SHORT EXERCISE A — Rewrite the entries from the line holding "Target: wooden rafter" through the end of the entries, inclusive, with "shoe" changed to "boot" and everything else unchanged.

TEXT SECTION —
[BEGIN]

It is the stuff that horror stories are made of. A bunch of people are dead and buried. Then somebody sees one of them on the street. Soon they are all terrorizing the town. The walking dead are outside the house. They want to make you one of them. But you don’t want to die. You know the story. It is “The Night of the Living Dead.” Or there are the other stories—the vampires, the ghosts, or the zombies. Few people really believe the dead are walking among us, but many are afraid that they could. In truth it happens every day, and it really isn’t that scary.
The living dead are really good people. They don’t terrorize anyone, although they do sometimes try to make you one of them. Look, is that one of them sitting next to you at the restaurant? Did one check you out at the grocery store? Is your doctor one of the living dead? They are everywhere. They are Christians.
Christians are truly dead people. They have died and been buried, yet they continue to live.
How shall we, that are dead to sin, live any longer therein? Know ye not, that so many of us as were baptized into Jesus Christ were baptized into his death? Therefore we are buried with him by baptism into death: that like as Christ was raised up from the dead by the glory of the Father, even so we also should walk in newness of life. (Rom 6:2-4)
What does it mean to be one of the living dead? Paul says one essential of being one of these people is that they don’t live like they used to. They don’t breathe like they used to. They don’t walk like they used to. In some of the movies you know the living dead because they walk with stiff legs and arms. With the Christians they don’t walk in sin. This doesn’t mean they can’t sin. It doesn’t mean they don’t sin. It just means that they don’t practice it. If the only way to get to Carnegie Hall is “practice, practice, practice,” a Christian will never make it to the Carnegie Hall of sin.

[END]

DATA LISTING —

[BEGIN]

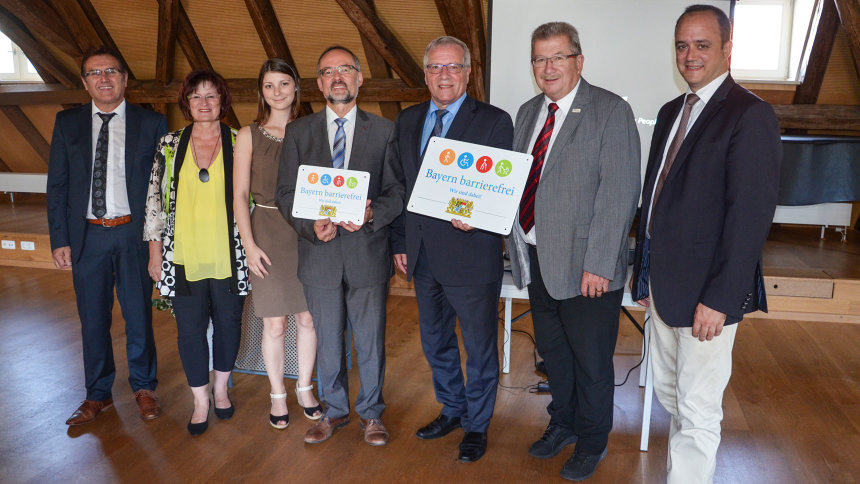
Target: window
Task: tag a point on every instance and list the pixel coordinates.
(769, 37)
(14, 65)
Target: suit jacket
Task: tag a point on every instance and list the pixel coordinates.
(364, 256)
(587, 195)
(715, 210)
(71, 164)
(458, 258)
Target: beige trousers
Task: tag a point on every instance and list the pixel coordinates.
(689, 379)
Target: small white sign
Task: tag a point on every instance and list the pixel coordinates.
(323, 192)
(478, 185)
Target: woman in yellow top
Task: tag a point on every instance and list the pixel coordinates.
(270, 242)
(195, 252)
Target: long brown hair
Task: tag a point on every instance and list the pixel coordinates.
(276, 65)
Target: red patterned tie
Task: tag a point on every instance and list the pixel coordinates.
(527, 204)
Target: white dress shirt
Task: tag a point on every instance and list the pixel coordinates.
(564, 105)
(705, 94)
(116, 192)
(348, 129)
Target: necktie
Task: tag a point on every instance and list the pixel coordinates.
(527, 204)
(676, 144)
(100, 168)
(339, 148)
(437, 128)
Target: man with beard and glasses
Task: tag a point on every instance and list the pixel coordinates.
(345, 267)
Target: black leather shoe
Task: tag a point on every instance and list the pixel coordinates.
(442, 426)
(554, 438)
(581, 466)
(473, 446)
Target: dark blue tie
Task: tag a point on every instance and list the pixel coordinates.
(100, 167)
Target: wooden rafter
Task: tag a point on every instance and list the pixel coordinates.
(195, 53)
(819, 54)
(379, 69)
(464, 20)
(29, 132)
(849, 14)
(818, 116)
(43, 21)
(384, 41)
(272, 37)
(243, 90)
(42, 59)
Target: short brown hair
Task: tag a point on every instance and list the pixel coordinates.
(194, 79)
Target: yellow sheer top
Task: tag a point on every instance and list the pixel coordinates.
(201, 242)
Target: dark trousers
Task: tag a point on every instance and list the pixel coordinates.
(576, 338)
(114, 257)
(365, 307)
(476, 307)
(209, 298)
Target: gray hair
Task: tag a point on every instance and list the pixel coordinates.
(448, 40)
(553, 29)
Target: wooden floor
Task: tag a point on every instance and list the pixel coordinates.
(792, 410)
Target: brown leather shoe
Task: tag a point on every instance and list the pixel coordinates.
(374, 432)
(147, 404)
(322, 430)
(88, 410)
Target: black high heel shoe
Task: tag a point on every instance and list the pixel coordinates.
(198, 428)
(275, 419)
(223, 413)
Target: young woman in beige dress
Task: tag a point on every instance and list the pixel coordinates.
(271, 244)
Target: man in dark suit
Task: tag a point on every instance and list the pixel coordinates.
(457, 270)
(570, 245)
(345, 267)
(710, 193)
(101, 158)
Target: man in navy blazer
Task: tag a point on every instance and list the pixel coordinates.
(96, 227)
(708, 201)
(457, 270)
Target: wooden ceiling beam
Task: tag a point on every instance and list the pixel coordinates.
(370, 25)
(28, 131)
(464, 20)
(849, 14)
(41, 58)
(379, 69)
(195, 53)
(827, 24)
(243, 90)
(43, 21)
(272, 37)
(818, 116)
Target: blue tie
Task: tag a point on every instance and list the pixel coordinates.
(339, 149)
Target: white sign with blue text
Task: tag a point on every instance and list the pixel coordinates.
(479, 185)
(323, 192)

[END]

SHORT EXERCISE B — In the text on the living dead, which creatures are named after the words "Or there are the other stories"?

CORRECT RESPONSE A —
Target: wooden rafter
Task: tag a point on every instance and list the pixel coordinates.
(195, 53)
(819, 54)
(379, 69)
(464, 20)
(29, 132)
(849, 14)
(818, 116)
(43, 21)
(384, 41)
(272, 37)
(243, 90)
(42, 59)
Target: short brown hair
Task: tag a point on every instance and list the pixel coordinates.
(194, 79)
Target: yellow sheer top
Task: tag a point on every instance and list the pixel coordinates.
(201, 242)
Target: dark trousers
Task: tag a point on every instance and list the pixel coordinates.
(576, 338)
(114, 257)
(365, 307)
(476, 307)
(209, 298)
Target: gray hair
Task: tag a point on every instance and list the pixel coordinates.
(448, 40)
(553, 29)
Target: wooden floor
Task: tag a point on every instance and list the pixel coordinates.
(792, 410)
Target: brown leather boot
Task: tag a point on every instance and list the pixel coordinates.
(374, 432)
(147, 404)
(322, 430)
(88, 410)
Target: black high heel boot
Task: tag a point on every instance and list the pixel coordinates.
(198, 428)
(275, 419)
(223, 413)
Target: young woman in beige dress
Task: tag a point on every instance and list the pixel coordinates.
(271, 244)
Target: man in dark suit
Task: tag a point on every instance and list the pixel coordinates.
(457, 270)
(570, 245)
(345, 267)
(710, 193)
(101, 158)
Target: man in navy blazer
Task: tag a point on every instance and list the pixel coordinates.
(96, 227)
(708, 201)
(457, 270)
Target: wooden ceiling beam
Task: tag a point on every instance and list the pixel coordinates.
(370, 25)
(28, 131)
(464, 20)
(849, 14)
(41, 58)
(379, 69)
(195, 53)
(827, 24)
(243, 90)
(43, 21)
(272, 37)
(818, 116)
Target: blue tie
Task: tag a point on every instance and list the pixel coordinates.
(339, 149)
Target: white sign with blue text
Task: tag a point on every instance and list the pixel coordinates.
(479, 185)
(323, 192)

CORRECT RESPONSE B — The vampires, the ghosts, and the zombies.